THE PROBLEM: Please write out the listing again, keeping every character the same.

§

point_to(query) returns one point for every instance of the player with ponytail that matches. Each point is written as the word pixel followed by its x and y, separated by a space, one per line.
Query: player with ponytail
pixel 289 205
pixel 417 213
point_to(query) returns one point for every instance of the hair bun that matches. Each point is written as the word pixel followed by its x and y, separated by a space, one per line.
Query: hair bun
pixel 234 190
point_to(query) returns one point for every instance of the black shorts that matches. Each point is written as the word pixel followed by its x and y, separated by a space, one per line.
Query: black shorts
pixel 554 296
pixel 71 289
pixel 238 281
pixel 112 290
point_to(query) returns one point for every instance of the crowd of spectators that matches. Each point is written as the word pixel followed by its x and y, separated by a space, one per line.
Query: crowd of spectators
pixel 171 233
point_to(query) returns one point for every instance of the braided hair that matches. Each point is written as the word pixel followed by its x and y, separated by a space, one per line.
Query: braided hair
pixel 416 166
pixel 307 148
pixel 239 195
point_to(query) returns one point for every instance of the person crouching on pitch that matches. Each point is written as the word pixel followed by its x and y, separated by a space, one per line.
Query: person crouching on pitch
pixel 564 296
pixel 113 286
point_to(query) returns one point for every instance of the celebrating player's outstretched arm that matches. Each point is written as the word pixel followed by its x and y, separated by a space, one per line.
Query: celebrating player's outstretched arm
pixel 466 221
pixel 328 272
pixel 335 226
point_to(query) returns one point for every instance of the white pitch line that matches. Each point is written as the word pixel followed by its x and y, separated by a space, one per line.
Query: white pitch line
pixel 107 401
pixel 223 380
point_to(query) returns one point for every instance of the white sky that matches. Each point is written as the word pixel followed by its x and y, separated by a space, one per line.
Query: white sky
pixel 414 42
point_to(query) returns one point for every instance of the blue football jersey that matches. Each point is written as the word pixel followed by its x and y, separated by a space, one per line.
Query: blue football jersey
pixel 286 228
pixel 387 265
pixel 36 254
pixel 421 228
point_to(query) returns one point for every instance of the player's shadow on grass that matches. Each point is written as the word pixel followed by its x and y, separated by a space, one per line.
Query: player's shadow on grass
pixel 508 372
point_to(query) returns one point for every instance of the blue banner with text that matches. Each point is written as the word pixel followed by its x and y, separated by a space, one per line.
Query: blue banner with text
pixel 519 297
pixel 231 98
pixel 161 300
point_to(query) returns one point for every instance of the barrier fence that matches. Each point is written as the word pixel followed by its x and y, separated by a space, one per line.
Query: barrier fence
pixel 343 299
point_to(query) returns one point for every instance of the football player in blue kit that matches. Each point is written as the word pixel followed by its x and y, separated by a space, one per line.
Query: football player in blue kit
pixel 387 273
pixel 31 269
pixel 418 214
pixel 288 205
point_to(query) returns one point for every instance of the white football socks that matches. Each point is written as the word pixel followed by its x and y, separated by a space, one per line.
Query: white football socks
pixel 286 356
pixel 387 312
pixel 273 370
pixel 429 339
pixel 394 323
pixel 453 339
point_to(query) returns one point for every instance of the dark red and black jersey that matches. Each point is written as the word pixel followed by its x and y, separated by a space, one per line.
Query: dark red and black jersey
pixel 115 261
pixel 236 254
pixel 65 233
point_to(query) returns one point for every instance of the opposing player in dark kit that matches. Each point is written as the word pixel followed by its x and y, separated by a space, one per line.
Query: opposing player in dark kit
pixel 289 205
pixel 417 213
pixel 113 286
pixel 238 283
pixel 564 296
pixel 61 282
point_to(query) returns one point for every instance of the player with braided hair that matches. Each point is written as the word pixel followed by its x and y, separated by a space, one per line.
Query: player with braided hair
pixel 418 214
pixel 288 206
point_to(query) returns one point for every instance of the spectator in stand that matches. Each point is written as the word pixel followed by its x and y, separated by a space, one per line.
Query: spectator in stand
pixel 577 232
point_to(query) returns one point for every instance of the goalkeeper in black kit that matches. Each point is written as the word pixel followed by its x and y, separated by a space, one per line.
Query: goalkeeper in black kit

§

ANSWER SECTION:
point_to(query) returns one point for every instance of the player with ponytail that matches. Each point is written as the word pixel followed by its x and y, separated by a space, one per line.
Query: player with ponytail
pixel 289 205
pixel 417 213
point_to(query) returns one point for every instance of the hair bun that matches. Each point is written as the word pixel followed by its x and y, separated by a space, one per line.
Query: hair bun
pixel 234 190
point_to(query) returns one point for every instance of the black shorts that matches. Each point is written as the word pixel followed by its x and y, separated by a space, one per line.
Query: black shorts
pixel 554 296
pixel 71 289
pixel 238 281
pixel 112 290
point_to(query) returns one point for every instance of the crowd of spectators that matches. Each point is written as the word pixel followed by its x and y, separated by a space, one per line.
Query: crowd of spectators
pixel 171 233
point_to(query) returns one point for every instance of the braided hair that matches. Each point is written as the word pixel followed by its x and y, separated by a space, one per line.
Query: braided hair
pixel 416 166
pixel 307 148
pixel 239 195
point_to(query) returns one point for every instance of the person crouching on pitch that matches. Each point is written as the word pixel followed by its x and y, separated by a space, one per line.
Query: person crouching on pitch
pixel 564 296
pixel 113 286
point_to(query) returns one point for every instance of the celebrating player's outstretched arm that matches. Each point is written as the word pixel followed by its x and y, separated by a space, one per line.
Query: celebrating player's outstretched arm
pixel 466 221
pixel 328 272
pixel 335 226
point_to(query) returns one point for every instance of the white pitch line that matches. Each point is written as the word pixel followed by its x and y, separated by a space, one per line.
Query: white pitch line
pixel 107 401
pixel 223 380
point_to(query) returns one point for every instance of the white sky that matches. Each point is written as the word pixel followed by its x and y, separated by a space, one per line.
Query: white sky
pixel 414 42
point_to(query) returns one point for every instance of the blue football jersey that matches. Each point is written as the word pixel followed by its x and y, separated by a space, one per line.
Query: blue football jersey
pixel 286 228
pixel 387 265
pixel 36 254
pixel 421 228
point_to(query) returns one point for every instance of the player's shadow on grass that matches. Each point is written as the word pixel followed by its x and y, separated by a space, one per line.
Query: player's shadow on grass
pixel 508 372
point_to(query) returns one point for every instance of the blue banner with text that matches. Each point is written as the word pixel followed by its x and y, separated by a space, one per line.
Query: blue banner with text
pixel 519 297
pixel 231 98
pixel 161 300
point_to(query) returns one point for every instance of the barrier fence that matches. Each point is written as the word pixel followed by its x and y, separated by a space, one per line.
Query: barrier fence
pixel 343 299
point_to(query) returns one point for every instance of the football player in blue kit that matches. Each point is written as the word pixel followed by its x and y, separated by a space, one per line.
Query: football player in blue kit
pixel 387 273
pixel 31 269
pixel 418 214
pixel 288 205
point_to(query) returns one point for every instance of the white football socks that matches. Each point is written as the word pixel followed by its x and y, separated by a space, one per line.
Query: white football socks
pixel 286 356
pixel 387 312
pixel 273 370
pixel 429 339
pixel 394 323
pixel 453 339
point_to(query) returns one point for every instance of the dark red and black jersey that matches. Each point is written as the word pixel followed by its x and y, separated by a space, one per line.
Query: dark red and black jersey
pixel 115 261
pixel 236 254
pixel 65 233
point_to(query) returns one point for every instance of the opposing player in dark kit that matches. Each point is written as the word pixel followed by its x and y, separated by a space, one per line.
Query: opposing player in dark kit
pixel 289 205
pixel 417 213
pixel 113 286
pixel 238 283
pixel 564 296
pixel 61 282
point_to(query) returns one point for every instance of the player with braided hair that matches. Each point is written as the word pixel followed by its x and y, separated by a space, one per line.
Query: player with braided hair
pixel 418 214
pixel 288 206
point_to(query) returns one point for every instance of the spectator in stand that matches. Each point is written as the word pixel followed by its x and y, separated by a space, one per line.
Query: spectator in stand
pixel 577 232
point_to(query) returns one point for every instance of the goalkeeper in black kit that matches. Each point is written as the word pixel followed by its x and y, separated by a space, one per line.
Query: goalkeeper in black kit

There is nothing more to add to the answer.